= Goal of the exercise =
Rewrite the portion of the article about Romanelli and Pancake Epidemic starting at "Romanelli said he’s" and ending at "to get out.", substituting "collection" for "capsule".

= Extract provided =
A mutual friend made the introduction between the L.A. denim company and Romanelli and from there the designer poured through the Guess archives. A collaboration between the two released earlier this year focused on cactus prints sold exclusively at the Cactus Store pop-up in New York.

“They had a bunch of incredible desert moments from the early Eighties,” Romanelli said by way of explaining the basis for the capsule.

Romanelli said he’s also experimenting with doing a mash-up of around 10 different prints from the Guess archives for another shirt style.

The upcoming capsule includes three styles retailing for $100 and is to be sold exclusively at Pancake Epidemic’s space in the new Fred Segal opening later this month in West Hollywood.

“It felt similar to how I approach Pancake Epidemic,” Romanelli said of the thinking behind opening a space within the retailer. “It really creates a destination for people to break bread, exchange ideas.”

The idea for Pancake Epidemic was born about five years ago following the birth of Romanelli’s second daughter. Travel was the source of much of his inspiration to run the agency, but a growing family made it a bit more difficult to get out.

“You’re only as creative as you are inspired,” Romanelli said.

Pancake Epidemic’s original outpost takes up space above the International House of Pancakes in Los Angeles’ Miracle Mile district.

“It’s a safe haven for creatives and brands to get together, have coffee,” Romanelli said. “It’s to keep, at least from my perspective, a space that inspires me every day and inspires a portion of this creative community in L.A. that’s somewhat segregated.”

Pancake Epidemic also counts four locations in South Korea, but Romanelli doesn’t see any significant expansion of the concept’s physical presence.

“We’re a small operation so we can only take on so much and I feel like we really want to knock this out of the park at Fred Segal,” he said.

= Items =

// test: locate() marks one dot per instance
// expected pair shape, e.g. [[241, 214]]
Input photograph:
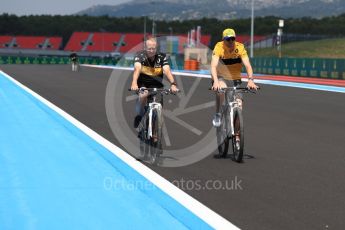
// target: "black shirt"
[[151, 73]]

= Output of the task =
Romanelli said he’s also experimenting with doing a mash-up of around 10 different prints from the Guess archives for another shirt style.

The upcoming collection includes three styles retailing for $100 and is to be sold exclusively at Pancake Epidemic’s space in the new Fred Segal opening later this month in West Hollywood.

“It felt similar to how I approach Pancake Epidemic,” Romanelli said of the thinking behind opening a space within the retailer. “It really creates a destination for people to break bread, exchange ideas.”

The idea for Pancake Epidemic was born about five years ago following the birth of Romanelli’s second daughter. Travel was the source of much of his inspiration to run the agency, but a growing family made it a bit more difficult to get out.